* Source data *

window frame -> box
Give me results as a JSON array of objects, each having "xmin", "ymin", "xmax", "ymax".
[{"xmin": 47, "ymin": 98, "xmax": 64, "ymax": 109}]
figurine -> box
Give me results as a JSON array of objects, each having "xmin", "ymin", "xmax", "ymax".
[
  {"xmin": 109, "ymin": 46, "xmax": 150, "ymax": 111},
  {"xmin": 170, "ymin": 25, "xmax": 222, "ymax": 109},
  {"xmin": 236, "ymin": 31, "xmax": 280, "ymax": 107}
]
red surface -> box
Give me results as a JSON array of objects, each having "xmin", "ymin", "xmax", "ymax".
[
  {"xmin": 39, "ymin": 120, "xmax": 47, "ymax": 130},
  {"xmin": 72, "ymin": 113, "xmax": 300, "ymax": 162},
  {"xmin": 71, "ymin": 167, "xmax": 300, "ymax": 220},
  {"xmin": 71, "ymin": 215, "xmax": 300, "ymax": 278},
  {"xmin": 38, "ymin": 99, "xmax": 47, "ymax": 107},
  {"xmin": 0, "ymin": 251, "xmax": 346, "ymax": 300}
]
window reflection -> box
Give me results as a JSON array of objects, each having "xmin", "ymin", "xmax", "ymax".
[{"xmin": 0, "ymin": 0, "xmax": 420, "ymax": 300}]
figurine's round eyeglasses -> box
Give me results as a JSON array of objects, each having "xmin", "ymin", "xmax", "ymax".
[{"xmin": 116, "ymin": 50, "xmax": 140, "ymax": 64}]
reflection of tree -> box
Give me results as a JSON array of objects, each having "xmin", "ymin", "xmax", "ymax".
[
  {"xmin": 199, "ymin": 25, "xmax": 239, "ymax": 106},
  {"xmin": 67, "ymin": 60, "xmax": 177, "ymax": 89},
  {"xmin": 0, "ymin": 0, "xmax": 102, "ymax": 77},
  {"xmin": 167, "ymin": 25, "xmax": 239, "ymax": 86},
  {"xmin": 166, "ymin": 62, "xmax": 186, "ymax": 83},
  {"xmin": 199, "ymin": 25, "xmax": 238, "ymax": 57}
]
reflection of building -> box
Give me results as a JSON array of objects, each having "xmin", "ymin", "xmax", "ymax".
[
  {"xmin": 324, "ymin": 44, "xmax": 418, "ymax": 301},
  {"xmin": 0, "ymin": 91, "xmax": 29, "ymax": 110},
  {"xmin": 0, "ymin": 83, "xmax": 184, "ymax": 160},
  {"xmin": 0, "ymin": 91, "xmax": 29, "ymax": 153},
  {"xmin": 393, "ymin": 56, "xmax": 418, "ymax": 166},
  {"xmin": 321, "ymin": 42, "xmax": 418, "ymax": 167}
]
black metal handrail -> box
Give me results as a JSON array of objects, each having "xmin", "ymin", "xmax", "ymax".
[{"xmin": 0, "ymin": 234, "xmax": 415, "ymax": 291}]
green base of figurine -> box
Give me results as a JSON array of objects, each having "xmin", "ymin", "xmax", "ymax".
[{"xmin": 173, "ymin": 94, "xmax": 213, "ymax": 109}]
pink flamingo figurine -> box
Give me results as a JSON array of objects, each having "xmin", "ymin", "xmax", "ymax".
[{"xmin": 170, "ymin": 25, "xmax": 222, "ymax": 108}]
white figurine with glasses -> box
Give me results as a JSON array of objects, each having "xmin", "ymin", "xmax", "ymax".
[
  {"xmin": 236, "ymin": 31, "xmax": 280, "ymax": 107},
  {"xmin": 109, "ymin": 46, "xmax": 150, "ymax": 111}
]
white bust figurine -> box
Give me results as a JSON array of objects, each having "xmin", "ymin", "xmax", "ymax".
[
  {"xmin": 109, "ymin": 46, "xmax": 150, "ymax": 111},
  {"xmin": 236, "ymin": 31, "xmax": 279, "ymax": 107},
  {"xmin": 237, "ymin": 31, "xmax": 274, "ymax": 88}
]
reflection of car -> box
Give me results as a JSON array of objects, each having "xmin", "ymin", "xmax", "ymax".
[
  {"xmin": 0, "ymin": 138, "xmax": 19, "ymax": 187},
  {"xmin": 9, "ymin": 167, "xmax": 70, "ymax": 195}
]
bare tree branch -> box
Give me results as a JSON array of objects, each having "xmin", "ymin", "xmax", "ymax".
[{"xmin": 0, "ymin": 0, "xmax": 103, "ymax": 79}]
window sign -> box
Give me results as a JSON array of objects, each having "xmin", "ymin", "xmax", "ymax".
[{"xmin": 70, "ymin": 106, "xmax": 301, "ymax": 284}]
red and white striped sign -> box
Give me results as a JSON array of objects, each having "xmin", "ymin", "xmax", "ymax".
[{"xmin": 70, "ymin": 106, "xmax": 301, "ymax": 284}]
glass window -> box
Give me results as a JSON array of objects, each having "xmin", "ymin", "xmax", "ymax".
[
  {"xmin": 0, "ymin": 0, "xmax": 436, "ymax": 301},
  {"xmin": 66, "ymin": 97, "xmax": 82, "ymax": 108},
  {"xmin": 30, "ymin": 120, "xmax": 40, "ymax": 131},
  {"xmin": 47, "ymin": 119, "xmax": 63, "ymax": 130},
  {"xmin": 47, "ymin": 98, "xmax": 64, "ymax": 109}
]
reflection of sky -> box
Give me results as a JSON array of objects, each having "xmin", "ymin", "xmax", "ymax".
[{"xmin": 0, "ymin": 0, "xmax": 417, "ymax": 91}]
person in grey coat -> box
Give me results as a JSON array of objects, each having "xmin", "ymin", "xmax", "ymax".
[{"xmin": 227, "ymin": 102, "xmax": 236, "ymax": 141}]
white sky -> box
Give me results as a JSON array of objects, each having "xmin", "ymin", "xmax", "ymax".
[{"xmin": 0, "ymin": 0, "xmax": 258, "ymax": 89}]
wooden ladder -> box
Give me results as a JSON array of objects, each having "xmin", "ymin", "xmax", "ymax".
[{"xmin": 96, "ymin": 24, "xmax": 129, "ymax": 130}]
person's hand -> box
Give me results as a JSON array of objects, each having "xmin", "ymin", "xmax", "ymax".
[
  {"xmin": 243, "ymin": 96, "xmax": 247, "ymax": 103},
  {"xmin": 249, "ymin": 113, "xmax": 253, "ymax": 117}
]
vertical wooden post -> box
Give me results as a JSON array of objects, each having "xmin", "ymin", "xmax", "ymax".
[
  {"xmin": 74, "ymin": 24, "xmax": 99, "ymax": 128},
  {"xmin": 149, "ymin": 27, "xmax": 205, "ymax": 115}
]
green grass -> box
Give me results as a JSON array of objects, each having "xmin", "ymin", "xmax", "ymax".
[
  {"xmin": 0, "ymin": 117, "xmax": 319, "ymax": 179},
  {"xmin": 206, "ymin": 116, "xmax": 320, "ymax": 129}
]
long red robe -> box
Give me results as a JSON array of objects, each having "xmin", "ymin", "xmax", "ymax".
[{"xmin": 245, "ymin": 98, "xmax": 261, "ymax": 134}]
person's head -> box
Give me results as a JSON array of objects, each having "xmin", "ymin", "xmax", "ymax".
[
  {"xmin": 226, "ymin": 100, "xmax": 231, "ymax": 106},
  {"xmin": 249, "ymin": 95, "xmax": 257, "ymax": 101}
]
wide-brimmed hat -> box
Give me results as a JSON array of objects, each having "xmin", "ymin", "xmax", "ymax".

* Problem details *
Every line with the string "person" in the material should be returned.

* Answer for the task *
person in grey coat -> box
person's hand -> box
person's head -> box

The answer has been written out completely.